◆ Your goal
Please count the lines in the listing below that contain the string "skin" and give only that number.

◆ Provided data
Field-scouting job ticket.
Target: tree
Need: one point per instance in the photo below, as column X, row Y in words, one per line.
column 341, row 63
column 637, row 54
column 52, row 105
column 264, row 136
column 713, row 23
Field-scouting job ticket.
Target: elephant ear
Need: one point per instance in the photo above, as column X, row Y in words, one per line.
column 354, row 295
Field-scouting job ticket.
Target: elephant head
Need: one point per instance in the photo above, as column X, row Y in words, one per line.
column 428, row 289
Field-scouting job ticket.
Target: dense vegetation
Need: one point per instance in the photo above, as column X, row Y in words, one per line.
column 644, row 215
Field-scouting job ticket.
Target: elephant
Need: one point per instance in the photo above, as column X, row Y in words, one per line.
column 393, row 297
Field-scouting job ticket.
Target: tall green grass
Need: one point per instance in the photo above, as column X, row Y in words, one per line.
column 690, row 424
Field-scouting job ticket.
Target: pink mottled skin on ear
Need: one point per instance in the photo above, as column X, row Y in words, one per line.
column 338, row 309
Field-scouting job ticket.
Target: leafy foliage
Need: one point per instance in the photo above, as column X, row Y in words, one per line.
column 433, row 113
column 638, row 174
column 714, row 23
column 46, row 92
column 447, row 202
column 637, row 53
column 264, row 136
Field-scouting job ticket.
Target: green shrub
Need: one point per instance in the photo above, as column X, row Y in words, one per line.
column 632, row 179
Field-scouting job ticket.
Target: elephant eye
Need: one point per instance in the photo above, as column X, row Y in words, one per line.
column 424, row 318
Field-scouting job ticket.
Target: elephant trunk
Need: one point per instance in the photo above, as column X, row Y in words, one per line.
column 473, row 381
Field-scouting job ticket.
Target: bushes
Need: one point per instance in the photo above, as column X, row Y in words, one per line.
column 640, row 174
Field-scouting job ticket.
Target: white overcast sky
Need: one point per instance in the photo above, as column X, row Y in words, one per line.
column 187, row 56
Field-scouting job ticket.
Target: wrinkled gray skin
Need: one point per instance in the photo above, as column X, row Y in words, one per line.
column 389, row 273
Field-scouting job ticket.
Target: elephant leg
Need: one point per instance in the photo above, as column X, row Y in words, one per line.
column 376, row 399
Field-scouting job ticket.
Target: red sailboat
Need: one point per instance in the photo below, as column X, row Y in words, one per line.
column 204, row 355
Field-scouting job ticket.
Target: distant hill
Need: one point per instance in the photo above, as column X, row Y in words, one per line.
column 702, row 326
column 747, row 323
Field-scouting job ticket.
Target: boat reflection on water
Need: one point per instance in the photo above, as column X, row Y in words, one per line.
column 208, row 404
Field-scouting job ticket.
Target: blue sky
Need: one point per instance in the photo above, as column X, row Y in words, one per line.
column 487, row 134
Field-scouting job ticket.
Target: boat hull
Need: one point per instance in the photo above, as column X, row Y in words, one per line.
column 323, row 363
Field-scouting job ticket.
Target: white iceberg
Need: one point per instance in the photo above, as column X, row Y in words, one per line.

◆ Result of the task
2